What this exercise asks:
**1.** Answer these questions from the New Mountain Guardian Corporation bylaws, one line each:
(a) In which city and county is the registered office in Delaware?
(b) Within what period after the close of the preceding fiscal year must the annual meeting of stockholders be held?
(c) How many days before the annual meeting may notice be mailed to stockholders?
**2.** Summarize the New Mountain Guardian Corporation bylaws in two sentences.
**3.** Carry on the New Mountain Guardian Corporation bylaws from the point where they stop.

Exhibit (b)(1)

 

NEW MOUNTAIN GUARDIAN CORPORATION

 

B Y L A W S

 

ARTICLE I
Offices

 

SECTION 1.1.    Registered Office.    The registered office of the Corporation within the State of Delaware shall be in the City of Wilmington, County of New Castle.

 

SECTION 1.2.    Other Offices.    The Corporation may also have one or more other offices either within or without the State of Delaware as the Board of Directors shall from time to time determine, or as the business of the Corporation may require.

 

ARTICLE II
Stockholders’ Meetings

 

SECTION 2.1.    Annual Meeting.    The annual meeting of stockholders of the Corporation shall be held each year within five months after the close of the preceding fiscal year of the Corporation, at the time and place designated by the Board of Directors. The purpose of such meeting shall be the election of directors, and the transaction of such other business as may properly come before the meeting. Notice of the time and place of the annual meeting of stockholders shall be given to each stockholder of record of the Corporation, by mailing to such stockholder, at least 10 days and not more than 60 days prior to the meeting, a notice thereof, postage prepaid, addressed to the stockholder’s last known post office address.

Recorded data:
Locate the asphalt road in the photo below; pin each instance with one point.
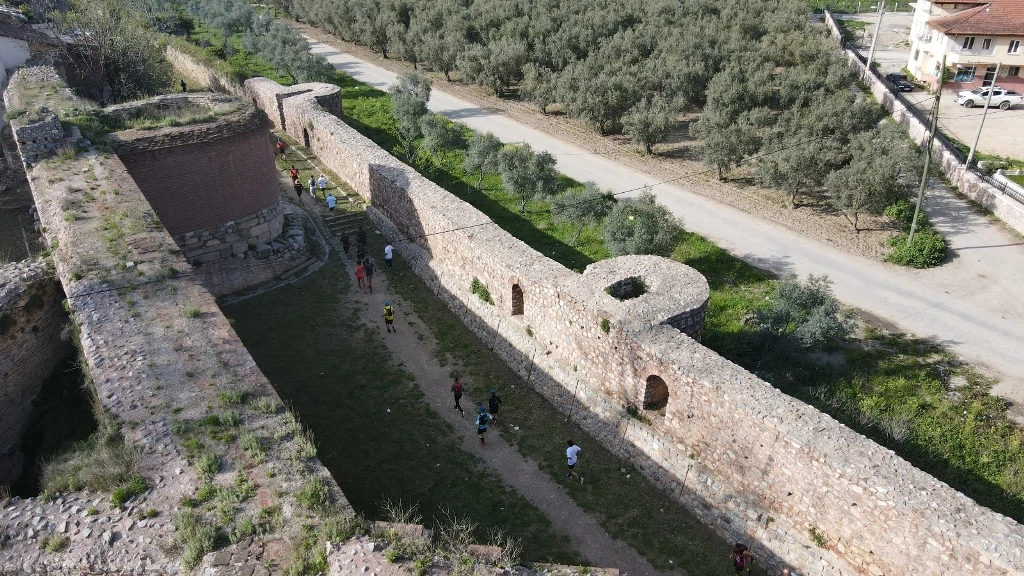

Results by task:
**1.**
(a) The City of Wilmington, County of New Castle.
(b) Within five months after the close of the preceding fiscal year.
(c) At least 10 days and not more than 60 days before the meeting.

**2.** The bylaws place the Corporation's registered office in Wilmington, New Castle County, Delaware, and allow other offices inside or outside Delaware as the Board of Directors determines or the business requires. The annual stockholders' meeting, held within five months after the fiscal year closes at a time and place set by the Board, is for electing directors and other proper business, and each stockholder of record must be mailed notice 10 to 60 days beforehand.

**3.**
 

SECTION 2.2.    Special Meetings.    Special meetings of stockholders shall be called by the Board of Directors, the Chairman of the Board, the Chief Executive Officer or by the Corporate Secretary upon the written request of stockholders holding at least a majority of the outstanding shares of stock of the Corporation. Notice of such special meetings shall state the time, place, and purpose of the meeting, and shall be given in the same manner as is provided in the case of annual meetings.

 

SECTION 2.3.    Quorum; Adjournments.    The holders of a majority of the outstanding shares of stock of the Corporation shall constitute a quorum at a meeting of stockholders for the transaction of any business. The stockholders present or represented by proxy may adjourn the meeting in the absence of a quorum.

 

SECTION 2.4.    Voting.    Each share of stock shall entitle the holder of record to one vote. The election of directors shall be decided by a plurality of the votes cast. Any other action shall be authorized by a majority of the votes cast except where a different percentage of votes and/or a different exercise of voting power is required by statute, the Certificate of Incorporation, or these Bylaws. In the election of directors, and for any other action, voting need not be by ballot.

 

SECTION 2.5.    Representation by Proxy.    Every stockholder may authorize another person or persons to act for it by proxy in all matters in which a stockholder is entitled to participate. Every proxy must be signed by the stockholder or its attorney-in-fact. No proxy shall be voted or acted upon after three years from its date unless such proxy provides for a longer period.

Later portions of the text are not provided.